Actions to take:
A) Summarize the forum thread below on wearing black leggings while pregnant in three sentences.
B) Reproduce the part of the forum thread below between "I got away with" and "just did it.", inclusive.

Text to read:
# black leggings while pregnant



## gloweychloe (Nov 16, 2020)

Would Target allow me to wear black maternity leggings while pregnant..


----------



## rd123 (Nov 16, 2020)

I think leggings are not allowed . Black color could be OK but not sure about your store rules . But no leggings for sure . You can try those elastic waist maternity jeans.


----------



## SigningLady (Nov 16, 2020)

I got away with wearing tan leggings while pregnant when khaki was still the dress code. It was a very uncomfortable pregnancy and I had zero fucks to give so I didn't ask permission and just did it.

That being said, the lack of pockets was a miscalculation on my part. 🤦🏻‍♀️


----------



## gloweychloe (Nov 16, 2020)

I might ask the ETL, since we don't have a manager at the moment.. I am currently only working 6 hrs a week split between sat and sun, plus I am not on the floor.. I'm tucked away back in the C.O the whole time.. so hopefully they won't mind..


----------



## rd123 (Nov 16, 2020)

If you are not on the floor , I think they would allow it. Good luck and take care 👍


----------



## Style2563 (Nov 17, 2020)

Records provided:
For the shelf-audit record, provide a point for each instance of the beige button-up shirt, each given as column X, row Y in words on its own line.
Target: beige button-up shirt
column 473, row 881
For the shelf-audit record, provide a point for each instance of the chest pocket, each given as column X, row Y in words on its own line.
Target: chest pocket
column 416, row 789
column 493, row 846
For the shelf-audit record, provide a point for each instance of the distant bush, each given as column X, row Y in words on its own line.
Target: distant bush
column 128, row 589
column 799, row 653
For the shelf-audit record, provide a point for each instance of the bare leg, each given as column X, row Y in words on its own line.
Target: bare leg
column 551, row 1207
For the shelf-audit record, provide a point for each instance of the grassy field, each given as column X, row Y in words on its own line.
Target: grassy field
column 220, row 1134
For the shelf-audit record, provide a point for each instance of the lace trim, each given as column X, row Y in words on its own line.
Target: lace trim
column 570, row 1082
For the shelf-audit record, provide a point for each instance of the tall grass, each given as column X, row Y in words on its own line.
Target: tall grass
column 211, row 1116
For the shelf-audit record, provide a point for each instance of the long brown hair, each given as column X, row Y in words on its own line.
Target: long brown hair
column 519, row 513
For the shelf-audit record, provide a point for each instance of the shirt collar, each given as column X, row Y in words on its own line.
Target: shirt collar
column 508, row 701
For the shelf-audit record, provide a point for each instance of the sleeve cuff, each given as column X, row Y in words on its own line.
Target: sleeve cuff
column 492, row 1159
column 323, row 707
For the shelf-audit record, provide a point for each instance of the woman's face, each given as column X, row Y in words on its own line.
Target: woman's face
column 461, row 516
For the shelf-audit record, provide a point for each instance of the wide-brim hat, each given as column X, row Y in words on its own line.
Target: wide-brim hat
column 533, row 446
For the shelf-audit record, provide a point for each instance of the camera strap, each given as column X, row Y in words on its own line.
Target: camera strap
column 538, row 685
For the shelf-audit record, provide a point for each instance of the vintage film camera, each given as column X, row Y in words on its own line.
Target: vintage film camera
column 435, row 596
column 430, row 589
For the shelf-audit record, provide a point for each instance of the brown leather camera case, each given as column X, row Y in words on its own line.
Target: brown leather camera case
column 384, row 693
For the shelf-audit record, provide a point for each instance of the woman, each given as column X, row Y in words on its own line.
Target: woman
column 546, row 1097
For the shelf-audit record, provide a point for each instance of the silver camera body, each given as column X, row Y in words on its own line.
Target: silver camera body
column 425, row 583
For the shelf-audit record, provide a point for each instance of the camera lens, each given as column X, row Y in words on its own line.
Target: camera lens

Answers given:
A) The user gloweychloe asks whether Target would allow black maternity leggings during pregnancy, and rd123 replies that leggings are likely not allowed and suggests elastic waist maternity jeans instead. SigningLady says she wore tan leggings while pregnant under the khaki dress code without asking permission, though the lack of pockets was a miscalculation. After gloweychloe explains plans to ask the ETL and notes working only 6 hours a week in the C.O. rather than on the floor, rd123 says they would probably allow it.

B)
I got away with wearing tan leggings while pregnant when khaki was still the dress code. It was a very uncomfortable pregnancy and I had zero fucks to give so I didn't ask permission and just did it.